■ **SET PROBLEM**
In the lines below, from the one containing "Expected: one point per instance of the blurred" through the last line, replace "potted plant" with "houseplant" and leave everything else unchanged. Give back only those lines.

■ **EXERCISE DATA**
════════════════

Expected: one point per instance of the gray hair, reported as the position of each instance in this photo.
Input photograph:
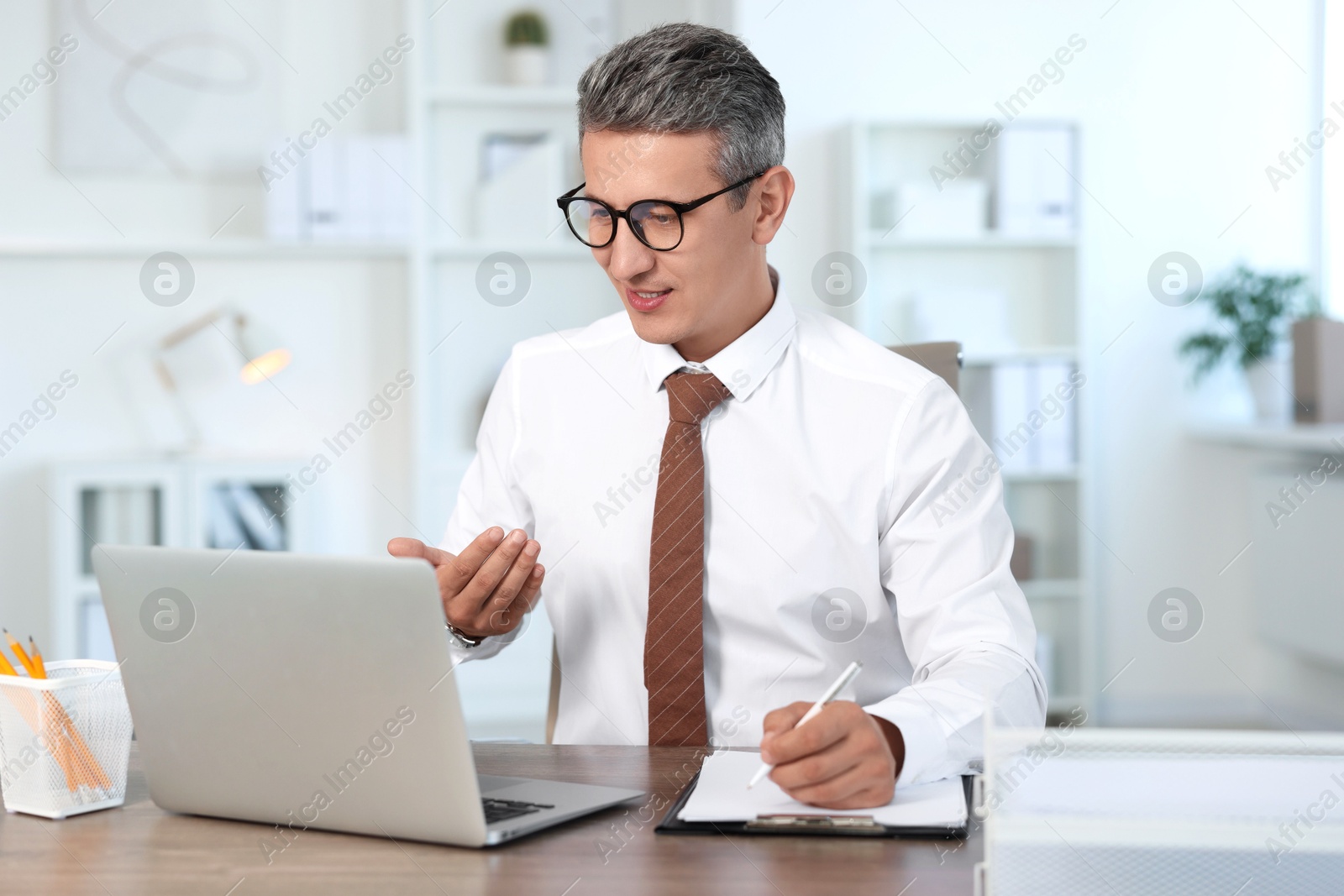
(689, 78)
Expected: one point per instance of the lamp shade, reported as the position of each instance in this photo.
(262, 348)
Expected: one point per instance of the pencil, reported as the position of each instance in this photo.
(40, 668)
(18, 652)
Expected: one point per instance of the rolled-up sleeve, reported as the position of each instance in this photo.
(490, 493)
(964, 621)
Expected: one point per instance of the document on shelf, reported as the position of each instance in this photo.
(721, 794)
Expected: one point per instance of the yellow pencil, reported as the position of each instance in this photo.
(39, 667)
(18, 652)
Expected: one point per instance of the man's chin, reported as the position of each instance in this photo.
(651, 329)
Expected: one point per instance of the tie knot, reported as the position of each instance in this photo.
(691, 396)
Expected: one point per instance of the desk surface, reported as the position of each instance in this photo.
(143, 851)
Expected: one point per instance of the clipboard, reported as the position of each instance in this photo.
(840, 825)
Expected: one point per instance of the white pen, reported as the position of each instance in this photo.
(837, 687)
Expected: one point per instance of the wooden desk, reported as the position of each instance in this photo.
(143, 851)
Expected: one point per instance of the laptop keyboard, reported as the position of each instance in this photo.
(503, 809)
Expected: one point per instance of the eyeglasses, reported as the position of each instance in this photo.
(655, 222)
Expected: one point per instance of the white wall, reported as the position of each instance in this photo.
(1180, 109)
(344, 317)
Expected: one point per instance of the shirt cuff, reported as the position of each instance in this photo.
(927, 747)
(486, 649)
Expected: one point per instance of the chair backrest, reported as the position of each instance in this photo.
(942, 359)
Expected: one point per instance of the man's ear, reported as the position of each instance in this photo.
(772, 202)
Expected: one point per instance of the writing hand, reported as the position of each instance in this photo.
(842, 759)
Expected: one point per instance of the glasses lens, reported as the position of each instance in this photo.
(658, 223)
(591, 222)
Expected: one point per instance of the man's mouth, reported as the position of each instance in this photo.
(644, 300)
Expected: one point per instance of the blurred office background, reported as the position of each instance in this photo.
(195, 194)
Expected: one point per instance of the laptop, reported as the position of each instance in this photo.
(309, 691)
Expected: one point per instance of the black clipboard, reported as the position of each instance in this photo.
(839, 825)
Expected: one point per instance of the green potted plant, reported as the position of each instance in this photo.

════════════════

■ **WORKED ANSWER**
Expected: one point per instance of the blurred office background, reported as the position of each instance in this photo.
(195, 194)
Expected: one point per instance of the laptop, reported as the position of each instance in this photo.
(309, 691)
Expected: one point per instance of the black clipboard, reported as the position of each instance in this photo.
(839, 825)
Expected: one point per instance of the green houseplant, reported as the position of each instance in this photo.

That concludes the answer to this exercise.